═══ Provided data

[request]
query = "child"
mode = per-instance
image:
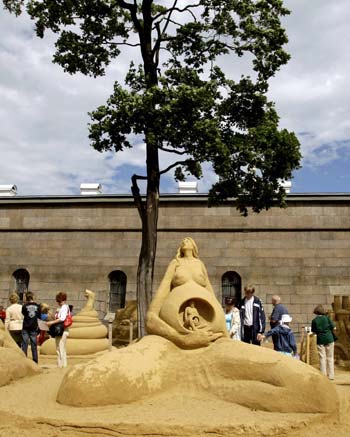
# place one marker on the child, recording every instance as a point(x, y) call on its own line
point(285, 341)
point(233, 319)
point(31, 312)
point(45, 316)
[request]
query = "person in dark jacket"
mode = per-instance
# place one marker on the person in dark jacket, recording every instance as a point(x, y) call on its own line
point(284, 337)
point(323, 327)
point(252, 316)
point(31, 313)
point(276, 315)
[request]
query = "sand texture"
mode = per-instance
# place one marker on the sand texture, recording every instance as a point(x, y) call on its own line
point(28, 408)
point(235, 372)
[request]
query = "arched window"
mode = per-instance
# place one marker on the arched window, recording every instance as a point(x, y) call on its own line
point(117, 290)
point(231, 285)
point(22, 282)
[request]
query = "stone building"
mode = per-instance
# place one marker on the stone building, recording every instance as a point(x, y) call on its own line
point(70, 243)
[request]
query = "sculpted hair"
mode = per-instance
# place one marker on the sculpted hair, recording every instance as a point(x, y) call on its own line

══════

Brief - Repeat the material above word for word, please, apart from its images.

Result of the task -
[request]
query = "child"
mode = per-instance
image:
# place one marker on the child, recording every instance as a point(x, y) call on its own line
point(285, 341)
point(233, 319)
point(31, 312)
point(45, 316)
[request]
query = "person in dark jacket"
mode = per-instance
# place one marker on the person in dark jacket, recording every instance as a point(x, y) call on its own line
point(284, 337)
point(323, 327)
point(252, 316)
point(31, 313)
point(276, 315)
[request]
query = "sand texture"
mode = per-instance
# place one marker on the sand texture, recording every instance as a point(x, y) call on its own line
point(28, 408)
point(235, 372)
[request]
query = "arched window"
mode = per-instance
# place one marker on the arched window, recording every instance as a point(x, y) call on its own line
point(117, 290)
point(231, 285)
point(22, 282)
[request]
query = "stone building"
mode = per-instance
# place one marker on the stone building, recording every instance as a point(x, y) call on its own line
point(70, 243)
[request]
query = "sculpted hair"
mode = per-instance
# place one marker on the sculpted hair, recording every instance as a point(x, y) call on its own line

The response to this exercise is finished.